• _Source passage_
US Situs Assets Explained: What Triggers Estate Tax Exposure and What to Check
For a nonresident who is not a US citizen, US estate tax exposure is generally triggered by owning US-situated property at death, not by worldwide wealth. Common US situs assets include US real estate, tangible property physically in the US, and shares of US corporations. Some assets are generally treated as outside the US estate tax net, including certain bank deposits, certain qualifying debt obligations, and life insurance proceeds on the life of the nonresident decedent.
People also ask
- What counts as a US situs asset for estate tax?
- Do US shares trigger estate tax for non-US investors?
- Are US-domiciled ETFs subject to US estate tax for expats?
- Are bank deposits in the US caught by estate tax?
- What is Form 706-NA and when is it required?
- Does the US-UK estate tax treaty help British expats?
- How do US situs assets affect families living in the UAE?
- What should non-US families check before holding US assets?
At a glance
- For a nonresident not a citizen of the United States, the core issue is US-situated property, not worldwide wealth.
- If the fair market value at death of the decedent’s US-situated assets exceeds $60,000, the executor generally must file Form 706-NA.
- Stock of US corporations is generally US situs property, regardless of where the share certificate or brokerage account sits.
- Certain bank deposits, certain qualifying debt obligations, and life insurance proceeds on the life of a nonresident decedent are generally treated as outside the US estate tax net.
- Estate tax treaties, including those with the UK and South Africa, can materially improve the result in some cases, but they do not remove the need to classify the assets correctly first.
- The practical trap for many expats is not “being American”. It is owning the wrong US-linked asset in the wrong wrapper and leaving the problem for executors to discover after death. This is an inference from the IRS situs rules and filing framework.
What does US Situs Assets mean?
Most families do not get caught by US estate tax because they were trying to be clever.
They get caught because they bought what looked like a normal investment, held it on what looked like a normal platform, and assumed the estate-planning consequences would sort themselves out later.
That is the real problem here.
A British expat in Dubai buys US shares through an offshore broker.
A South African family owns a Florida property because it felt like a sensible diversification move.
A non-US investor holds a large position in a US-domiciled ETF and thinks, correctly, that they own a diversified fund, but misses the much more important legal question of what that fund is for estate-tax purposes.
A spouse or executor then finds out after death that the issue was never “are we American?” but “what exactly did we own?”
That is why this article matters.
For a nonresident not a citizen of the United States, the US estate-tax conversation starts with classification. Not with nationality. Not with where you live. Not with which app you use to hold the investments. Classification. The IRS position is that the tax applies to US-situated property, and the filing trigger for Form 706-NA is generally crossed once the fair market value at death of the decedent’s US-situated assets exceeds $60,000.
That is a very low threshold for globally mobile professionals.
It is also why modest-looking US exposure can turn into a much bigger estate-planning problem than people expect.
The rule that matters first
If you remember one thing from this article, make it this:
US estate tax for a nonresident non-citizen is driven by US situs assets at death.

• _Given task 1_
According to the article on US situs assets, what value of US-situated assets at death generally requires the executor to file Form 706-NA?

• _Data for the task_
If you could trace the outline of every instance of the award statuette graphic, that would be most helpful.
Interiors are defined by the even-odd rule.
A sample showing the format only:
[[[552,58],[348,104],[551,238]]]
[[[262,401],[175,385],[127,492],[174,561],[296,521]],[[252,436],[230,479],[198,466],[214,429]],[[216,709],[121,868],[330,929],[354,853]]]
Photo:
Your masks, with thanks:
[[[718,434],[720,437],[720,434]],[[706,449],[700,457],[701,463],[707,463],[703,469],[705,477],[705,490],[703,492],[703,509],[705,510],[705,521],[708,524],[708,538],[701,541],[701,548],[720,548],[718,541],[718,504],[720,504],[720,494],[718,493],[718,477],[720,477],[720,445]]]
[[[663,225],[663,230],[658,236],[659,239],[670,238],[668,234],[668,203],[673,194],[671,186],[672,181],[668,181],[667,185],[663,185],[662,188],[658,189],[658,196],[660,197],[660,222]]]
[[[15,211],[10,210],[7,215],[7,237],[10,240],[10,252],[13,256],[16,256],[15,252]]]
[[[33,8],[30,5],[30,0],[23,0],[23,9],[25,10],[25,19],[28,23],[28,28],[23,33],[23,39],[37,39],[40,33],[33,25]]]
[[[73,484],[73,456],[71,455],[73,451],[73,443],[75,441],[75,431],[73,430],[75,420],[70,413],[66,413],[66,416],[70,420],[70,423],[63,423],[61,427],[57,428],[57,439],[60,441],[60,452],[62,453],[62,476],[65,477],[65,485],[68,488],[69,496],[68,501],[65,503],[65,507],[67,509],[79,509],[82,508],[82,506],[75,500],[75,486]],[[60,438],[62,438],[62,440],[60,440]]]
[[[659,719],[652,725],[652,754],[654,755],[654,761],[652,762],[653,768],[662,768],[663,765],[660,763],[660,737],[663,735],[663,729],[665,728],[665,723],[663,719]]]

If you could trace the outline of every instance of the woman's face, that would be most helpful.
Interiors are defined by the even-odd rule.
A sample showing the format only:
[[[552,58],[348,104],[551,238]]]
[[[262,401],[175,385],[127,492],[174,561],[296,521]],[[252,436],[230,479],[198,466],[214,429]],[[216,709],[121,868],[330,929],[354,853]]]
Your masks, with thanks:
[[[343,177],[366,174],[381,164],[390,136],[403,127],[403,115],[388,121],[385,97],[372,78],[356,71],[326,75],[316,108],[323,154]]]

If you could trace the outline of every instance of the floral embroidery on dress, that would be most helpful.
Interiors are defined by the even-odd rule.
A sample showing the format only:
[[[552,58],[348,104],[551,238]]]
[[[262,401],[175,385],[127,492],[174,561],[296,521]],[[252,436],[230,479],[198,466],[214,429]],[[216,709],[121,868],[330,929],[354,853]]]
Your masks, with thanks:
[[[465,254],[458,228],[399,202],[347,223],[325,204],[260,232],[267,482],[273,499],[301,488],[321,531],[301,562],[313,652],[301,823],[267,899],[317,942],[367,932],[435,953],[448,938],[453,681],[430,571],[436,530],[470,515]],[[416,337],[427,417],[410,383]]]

• _Given task 2_
Please retype the lines of the records from the line with "dress, that would be most helpful." through the end of the records.

• _Final result 1_
A fair market value of more than $60,000.

• _Final result 2_
If you could trace the outline of every instance of the floral embroidery on dress, that would be most helpful.
Interiors are defined by the even-odd rule.
A sample showing the format only:
[[[552,58],[348,104],[551,238]]]
[[[262,401],[175,385],[127,492],[174,561],[296,521]],[[252,436],[230,479],[198,466],[214,429]],[[216,709],[121,868],[330,929],[354,853]]]
Your masks, with thanks:
[[[465,254],[458,228],[399,202],[347,223],[325,204],[260,232],[267,482],[273,499],[301,488],[321,531],[301,562],[313,652],[301,823],[267,899],[317,942],[367,932],[435,953],[448,938],[453,681],[430,571],[436,530],[470,515]],[[416,337],[427,417],[410,383]]]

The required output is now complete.